INPUT DATA –
-- Opening Marker --
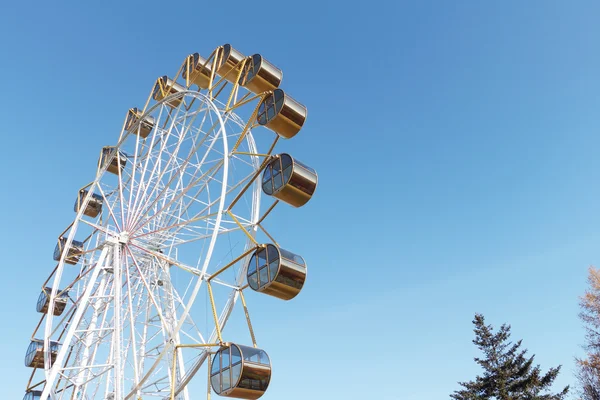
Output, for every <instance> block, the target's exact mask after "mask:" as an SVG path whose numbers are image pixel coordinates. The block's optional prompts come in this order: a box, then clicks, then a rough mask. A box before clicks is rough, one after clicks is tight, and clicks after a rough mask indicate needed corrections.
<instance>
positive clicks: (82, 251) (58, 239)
mask: <svg viewBox="0 0 600 400" xmlns="http://www.w3.org/2000/svg"><path fill="white" fill-rule="evenodd" d="M66 244H67V238H66V237H62V236H61V237H59V238H58V243H57V245H56V247H55V248H54V261H60V257H61V256H62V253H63V251H64V249H65V246H66ZM81 253H83V242H79V241H77V240H73V241H72V242H71V246H69V248H68V249H67V255H66V257H65V262H66V263H67V264H71V265H75V264H77V263H78V262H79V258H80V257H81Z"/></svg>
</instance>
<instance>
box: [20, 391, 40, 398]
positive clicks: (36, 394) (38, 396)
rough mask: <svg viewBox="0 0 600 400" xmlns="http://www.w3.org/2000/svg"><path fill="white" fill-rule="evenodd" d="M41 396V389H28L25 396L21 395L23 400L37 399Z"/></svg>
mask: <svg viewBox="0 0 600 400" xmlns="http://www.w3.org/2000/svg"><path fill="white" fill-rule="evenodd" d="M41 397H42V391H41V390H30V391H28V392H26V393H25V396H23V400H39V399H40V398H41Z"/></svg>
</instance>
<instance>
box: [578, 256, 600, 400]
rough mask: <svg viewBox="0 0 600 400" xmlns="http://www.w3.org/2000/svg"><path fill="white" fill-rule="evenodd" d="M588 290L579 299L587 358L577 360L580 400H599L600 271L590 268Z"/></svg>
mask: <svg viewBox="0 0 600 400" xmlns="http://www.w3.org/2000/svg"><path fill="white" fill-rule="evenodd" d="M588 284H589V288H588V290H586V292H585V295H583V296H582V297H581V299H580V303H579V305H580V307H581V312H580V314H579V317H580V318H581V320H582V321H583V323H584V324H585V346H584V348H585V349H586V350H587V357H586V358H583V359H577V366H578V373H577V379H578V381H579V390H580V395H581V399H582V400H600V271H599V270H598V269H596V268H594V267H590V269H589V272H588Z"/></svg>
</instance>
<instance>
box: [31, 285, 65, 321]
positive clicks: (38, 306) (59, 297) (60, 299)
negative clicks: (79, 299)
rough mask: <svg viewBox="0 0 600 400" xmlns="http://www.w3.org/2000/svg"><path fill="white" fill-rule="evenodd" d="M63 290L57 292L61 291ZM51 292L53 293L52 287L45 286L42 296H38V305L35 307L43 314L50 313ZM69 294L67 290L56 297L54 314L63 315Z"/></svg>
-- Closing Marker --
WORK TO COMPLETE –
Copy verbatim the span of lines that begins with the line holding "negative clicks: (79, 299)" and ends at the last line of the records.

PROBLEM SOLUTION –
negative clicks: (79, 299)
rough mask: <svg viewBox="0 0 600 400" xmlns="http://www.w3.org/2000/svg"><path fill="white" fill-rule="evenodd" d="M63 290L57 292L61 291ZM51 292L53 293L52 287L45 286L42 296H38V305L35 307L43 314L50 313ZM69 294L67 290L56 297L54 314L63 315Z"/></svg>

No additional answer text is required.